Miss Nederland is a national Beauty pageant in the Netherlands. The pageant was founded in 1929 in Amsterdam, where the winners were sent to Miss Universe.

History

Former pageant
From 1929 to 1931, the Netherlands held a national pageant in Amsterdam for the first time called "Miss Holland". From 1932 to 1949 the pageant was briefly discontinued and later recommenced in 1951 by the Miss Holland Organization.

In 1951 the Netherlands debuted at the Miss World pageant and the Miss Universe pageant in 1956. The national beauty pageant was called "Miss Holland" from 1950 until 1990, since that year the winner competed at the Miss Universe, while runners-up traditionally competed at the Miss World pageant and the Miss International pageant. Since 1991 it became known as "Miss Nederland" whose winner went on to the Miss World pageant. From 1991 to 2008 the Miss Universe representatives were selected from "Miss Universe Netherlands" pageant. The program was televised live on Veronica television.

Organizers
1929–1976 — “Het Leven” (the Life)
1977–1978 — Corinne Rottschaefer (De Telegraph)
1989–2008 — Hans Konings(CEO) Miss Nederland 0rganisatie in cooperation with RTL4 and SBS6
1991–1994 — Miss Universe Nederland by Veronica TV
2009–2019 — Kim Kotter
2020–Present — Monica van Ee (Hannah)

Miss Nederland Organisation
In 2009, Kim Kötter became the national director of the Netherlands. She competed at the Miss Universe 2002 in San Juan, Puerto Rico. Usually, the Miss Nederland titleholder will compete at both the Miss Universe and the Miss World pageant. In 2013, two winners were crowned as the Miss Netherlands Universe and Miss Netherlands World pageant to represent their country at the Miss Universe and Miss World pageants, respectively. In 2016, the Miss Nederland only had the Miss Universe franchise.

SHORT PROBLEM A → According to the Miss Nederland text, who became the pageant's national director in 2009?
SHORT PROBLEM B → Continue the Miss Nederland text, picking up after its final sentence.

DATASET EXCERPT →
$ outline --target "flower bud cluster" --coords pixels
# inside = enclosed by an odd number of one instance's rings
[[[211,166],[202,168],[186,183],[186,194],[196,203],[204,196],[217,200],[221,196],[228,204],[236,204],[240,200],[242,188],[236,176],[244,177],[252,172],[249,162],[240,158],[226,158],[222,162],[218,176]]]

EXERCISE ANSWER A → Kim Kötter became the national director in 2009.

EXERCISE ANSWER B →
Titleholders 
The magazine “Het Leven” (the Life) organised the first Miss Holland pageant. The winners of Miss Holland between 1929 and 1935 attended International Pageant of Pulchritude (Miss Universe) in Galveston, USA. Later from 1991 to 2008 the Miss Universe Nederland pageant was broadcast live on Veronica television. In 2009 Kim Kötter got also the right to send a girl to the Miss World pageant. She also took over the Miss Nederland franchise. Since that year Miss Nederland winner goes to Miss Universe pageant.

Results

Titleholders under Miss Nederland org.

Miss Universe Nederland

The winner of Miss Nederland former: "Miss Holland" represents her country at the Miss Universe pageant. On occasion, when the winner does not qualify (due to age) for either contest, a runner-up is sent.

Past titleholders under Miss Nederland org.

Miss World Nederland

Between 1951-1990 Netherlands was competed at the Miss World contest by Miss Holland 1st Runner-up or sometimes, Winner. While in 1991-2008 the Miss Netherlands selected the official candidate to the Miss World pageant. Between 1990 and 2008 Miss World Netherlands had selected by Miss Netherlands (Another agency Hans Konings). Between 2009 and 2015 Miss Nederland by Kim Kotter selects a runner-up to Miss World. Since 2016 the Miss World Netherlands is holding an official pageant to select a national winner for Miss World. The new franchise holder in the Netherlands, Katia Maes produced several successful Dutch young women in different pageants worldwide.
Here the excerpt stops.